No pictures go into the output, which should consist only of the lines from the first line of the data through the line with "Target: orange lichen patch", copied exactly.

Image-grounded pointing data —
◇ ◇ ◇ ◇ ◇ ◇ ◇

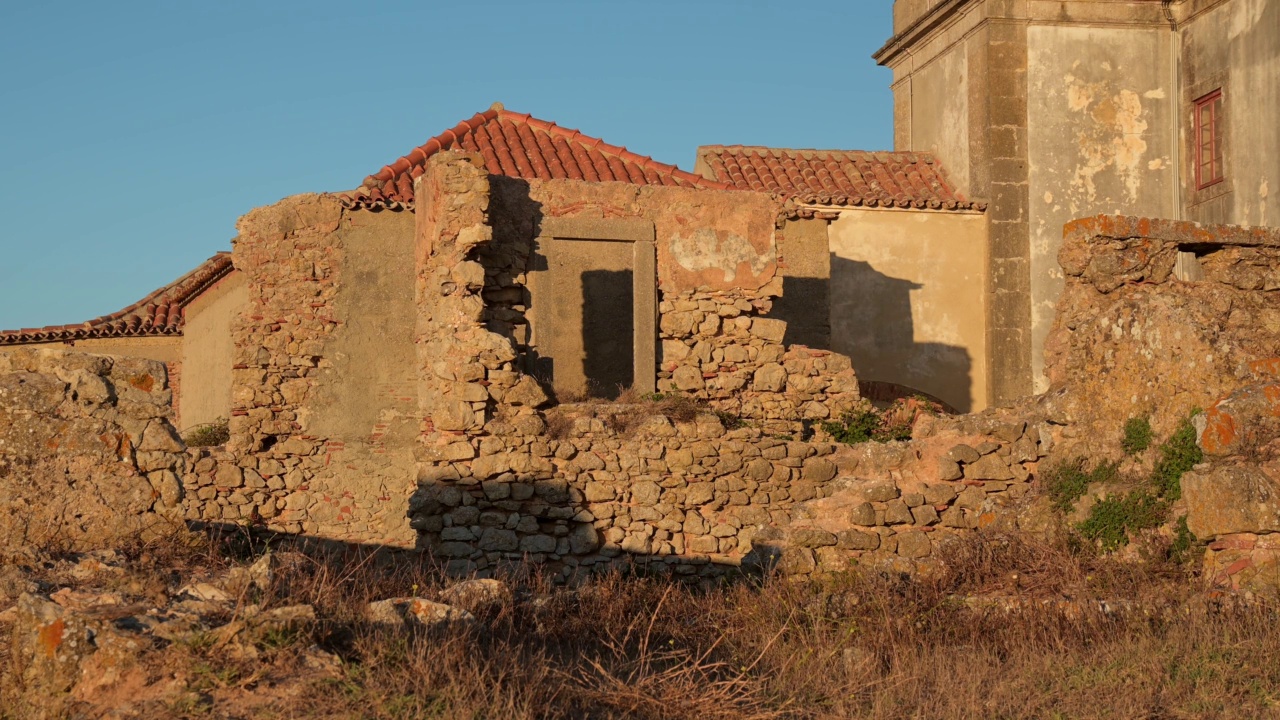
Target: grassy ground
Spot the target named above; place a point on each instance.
(1011, 629)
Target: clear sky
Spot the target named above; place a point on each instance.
(133, 133)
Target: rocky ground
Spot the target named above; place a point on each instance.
(1009, 627)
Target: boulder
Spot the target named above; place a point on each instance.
(1232, 499)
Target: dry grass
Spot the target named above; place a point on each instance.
(1011, 629)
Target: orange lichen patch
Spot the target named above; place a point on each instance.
(1219, 431)
(163, 313)
(50, 637)
(1237, 413)
(1269, 367)
(144, 382)
(836, 177)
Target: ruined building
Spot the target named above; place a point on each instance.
(1059, 110)
(398, 361)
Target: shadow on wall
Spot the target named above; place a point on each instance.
(608, 324)
(803, 305)
(872, 322)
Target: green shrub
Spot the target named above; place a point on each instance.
(1179, 550)
(1068, 482)
(209, 434)
(853, 428)
(1137, 436)
(1112, 519)
(865, 425)
(1176, 455)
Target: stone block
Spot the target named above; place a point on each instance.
(812, 537)
(856, 540)
(863, 514)
(818, 469)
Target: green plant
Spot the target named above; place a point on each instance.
(1112, 518)
(731, 420)
(1137, 436)
(854, 428)
(1068, 482)
(1179, 550)
(1176, 455)
(209, 434)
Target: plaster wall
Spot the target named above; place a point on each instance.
(365, 393)
(1101, 139)
(717, 238)
(205, 393)
(324, 418)
(941, 126)
(1235, 46)
(909, 301)
(805, 269)
(581, 322)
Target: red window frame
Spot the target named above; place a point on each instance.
(1208, 140)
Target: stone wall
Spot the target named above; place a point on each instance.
(498, 484)
(720, 346)
(1138, 336)
(88, 456)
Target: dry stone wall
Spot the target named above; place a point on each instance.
(318, 446)
(1132, 338)
(88, 455)
(718, 346)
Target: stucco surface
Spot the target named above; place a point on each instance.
(908, 300)
(941, 126)
(581, 320)
(1100, 140)
(1235, 46)
(163, 349)
(208, 352)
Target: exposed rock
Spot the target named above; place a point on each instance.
(812, 537)
(476, 593)
(1232, 499)
(416, 611)
(988, 468)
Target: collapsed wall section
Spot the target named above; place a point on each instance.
(1159, 318)
(88, 458)
(502, 481)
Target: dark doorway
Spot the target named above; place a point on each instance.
(608, 331)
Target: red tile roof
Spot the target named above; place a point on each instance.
(521, 146)
(836, 177)
(158, 314)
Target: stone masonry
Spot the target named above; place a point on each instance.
(88, 455)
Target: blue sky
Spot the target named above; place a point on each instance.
(135, 133)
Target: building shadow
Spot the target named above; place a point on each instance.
(873, 323)
(803, 305)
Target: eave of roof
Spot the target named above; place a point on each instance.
(521, 146)
(161, 313)
(850, 178)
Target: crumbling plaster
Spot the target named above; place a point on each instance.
(1100, 140)
(205, 392)
(909, 300)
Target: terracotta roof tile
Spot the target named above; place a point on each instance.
(836, 177)
(163, 313)
(522, 146)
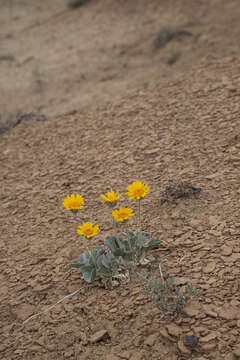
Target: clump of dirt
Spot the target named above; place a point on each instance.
(167, 34)
(180, 131)
(179, 191)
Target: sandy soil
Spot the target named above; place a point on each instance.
(182, 127)
(57, 60)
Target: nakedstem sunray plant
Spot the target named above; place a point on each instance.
(73, 202)
(120, 252)
(138, 190)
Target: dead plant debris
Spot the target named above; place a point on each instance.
(174, 192)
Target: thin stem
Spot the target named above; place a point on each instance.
(116, 234)
(139, 221)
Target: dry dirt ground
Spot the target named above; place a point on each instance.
(183, 126)
(57, 60)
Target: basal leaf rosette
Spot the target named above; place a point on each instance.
(88, 230)
(73, 202)
(111, 197)
(137, 190)
(122, 214)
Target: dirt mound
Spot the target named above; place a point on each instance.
(184, 131)
(59, 56)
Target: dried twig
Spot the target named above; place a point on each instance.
(51, 307)
(160, 269)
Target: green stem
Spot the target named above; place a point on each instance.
(116, 234)
(139, 221)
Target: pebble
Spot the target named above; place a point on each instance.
(209, 268)
(98, 336)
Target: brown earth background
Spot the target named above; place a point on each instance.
(105, 94)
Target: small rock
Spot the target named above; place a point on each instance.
(208, 347)
(209, 337)
(165, 334)
(226, 250)
(208, 309)
(180, 281)
(136, 356)
(192, 309)
(111, 357)
(125, 355)
(151, 339)
(209, 268)
(174, 330)
(236, 351)
(98, 336)
(229, 312)
(191, 341)
(183, 348)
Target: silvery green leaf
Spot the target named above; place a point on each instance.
(89, 276)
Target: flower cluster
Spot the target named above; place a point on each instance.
(101, 262)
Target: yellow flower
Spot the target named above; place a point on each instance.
(111, 196)
(137, 190)
(73, 202)
(88, 230)
(122, 214)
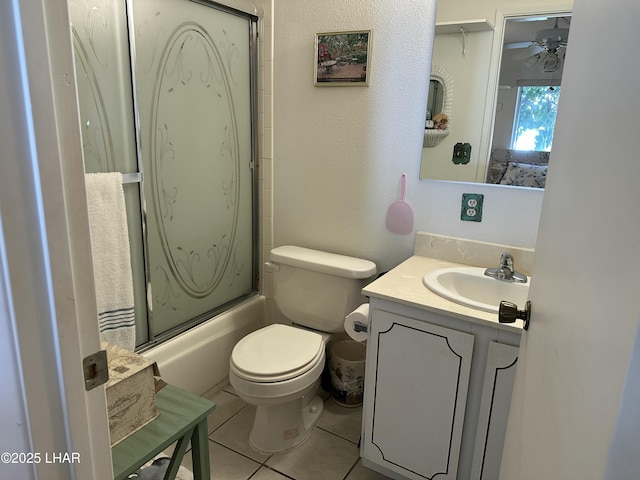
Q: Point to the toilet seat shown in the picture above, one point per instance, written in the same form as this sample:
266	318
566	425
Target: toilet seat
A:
276	353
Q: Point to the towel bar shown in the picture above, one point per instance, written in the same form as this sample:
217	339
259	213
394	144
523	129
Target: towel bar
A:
135	177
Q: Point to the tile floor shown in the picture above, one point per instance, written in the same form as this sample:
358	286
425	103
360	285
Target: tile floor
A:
330	452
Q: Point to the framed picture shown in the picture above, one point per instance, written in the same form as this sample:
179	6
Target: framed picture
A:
342	58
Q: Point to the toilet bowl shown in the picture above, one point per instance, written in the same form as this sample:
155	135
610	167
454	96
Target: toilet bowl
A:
278	367
283	384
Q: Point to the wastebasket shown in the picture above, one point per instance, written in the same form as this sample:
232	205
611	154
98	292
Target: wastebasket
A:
346	367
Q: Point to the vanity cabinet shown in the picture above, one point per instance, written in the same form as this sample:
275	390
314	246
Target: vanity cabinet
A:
437	394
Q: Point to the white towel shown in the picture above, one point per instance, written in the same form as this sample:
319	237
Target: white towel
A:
111	258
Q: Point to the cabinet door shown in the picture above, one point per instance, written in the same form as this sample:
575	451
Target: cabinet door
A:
418	379
494	411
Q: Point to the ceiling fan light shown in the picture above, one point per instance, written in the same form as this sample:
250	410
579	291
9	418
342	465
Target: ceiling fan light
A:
550	63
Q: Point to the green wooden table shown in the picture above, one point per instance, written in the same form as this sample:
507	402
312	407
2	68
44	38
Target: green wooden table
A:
183	417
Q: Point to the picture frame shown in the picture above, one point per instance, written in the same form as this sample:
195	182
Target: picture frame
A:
342	58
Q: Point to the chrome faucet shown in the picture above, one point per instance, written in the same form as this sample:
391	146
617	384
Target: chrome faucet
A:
505	271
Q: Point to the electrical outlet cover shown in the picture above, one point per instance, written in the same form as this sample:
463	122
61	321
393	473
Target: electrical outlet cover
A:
471	210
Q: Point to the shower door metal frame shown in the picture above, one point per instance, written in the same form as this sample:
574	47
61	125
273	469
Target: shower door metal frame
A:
153	338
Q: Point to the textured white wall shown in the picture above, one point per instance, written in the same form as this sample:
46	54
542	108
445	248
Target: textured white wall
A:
339	151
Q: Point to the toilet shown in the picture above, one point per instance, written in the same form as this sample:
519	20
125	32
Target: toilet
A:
278	367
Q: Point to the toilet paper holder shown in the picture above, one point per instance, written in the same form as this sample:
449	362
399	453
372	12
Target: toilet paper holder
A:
359	327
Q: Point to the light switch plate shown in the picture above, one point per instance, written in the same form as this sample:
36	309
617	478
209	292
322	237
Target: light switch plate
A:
472	207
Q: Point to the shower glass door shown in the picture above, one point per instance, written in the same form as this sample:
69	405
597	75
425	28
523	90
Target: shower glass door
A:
193	87
166	87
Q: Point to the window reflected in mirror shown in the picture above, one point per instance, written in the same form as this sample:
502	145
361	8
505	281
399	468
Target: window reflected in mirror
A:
533	54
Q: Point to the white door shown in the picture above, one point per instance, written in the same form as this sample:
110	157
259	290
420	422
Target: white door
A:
585	291
51	427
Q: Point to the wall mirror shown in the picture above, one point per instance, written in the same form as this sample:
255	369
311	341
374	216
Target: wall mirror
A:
522	95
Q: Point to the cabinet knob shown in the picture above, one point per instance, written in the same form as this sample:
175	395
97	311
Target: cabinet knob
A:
509	313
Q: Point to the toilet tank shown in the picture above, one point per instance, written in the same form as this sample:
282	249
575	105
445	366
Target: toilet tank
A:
318	289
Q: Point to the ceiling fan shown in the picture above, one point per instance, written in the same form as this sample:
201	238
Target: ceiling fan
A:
549	40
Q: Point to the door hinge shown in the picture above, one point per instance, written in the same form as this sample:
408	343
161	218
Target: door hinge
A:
96	370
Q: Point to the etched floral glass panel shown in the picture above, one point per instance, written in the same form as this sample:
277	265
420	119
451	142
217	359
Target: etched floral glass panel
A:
194	91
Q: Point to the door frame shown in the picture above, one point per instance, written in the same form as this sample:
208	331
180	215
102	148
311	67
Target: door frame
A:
47	278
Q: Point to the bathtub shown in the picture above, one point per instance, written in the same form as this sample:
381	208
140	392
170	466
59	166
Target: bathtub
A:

◇ ◇ ◇ ◇ ◇ ◇ ◇

EXERCISE RESPONSE —
Target: grassy ground
Spot the target named above; place a point on each instance.
(1011, 629)
Target: clear sky
Spot the target named above; place a point on each instance.
(133, 133)
Target: rocky ground
Spot the target named above; place a point on each instance.
(1009, 627)
Target: boulder
Spot the target named above; place a point on each instance.
(1232, 499)
Target: dry grass
Spot the target named above; place a point on each instance.
(1011, 629)
Target: orange lichen patch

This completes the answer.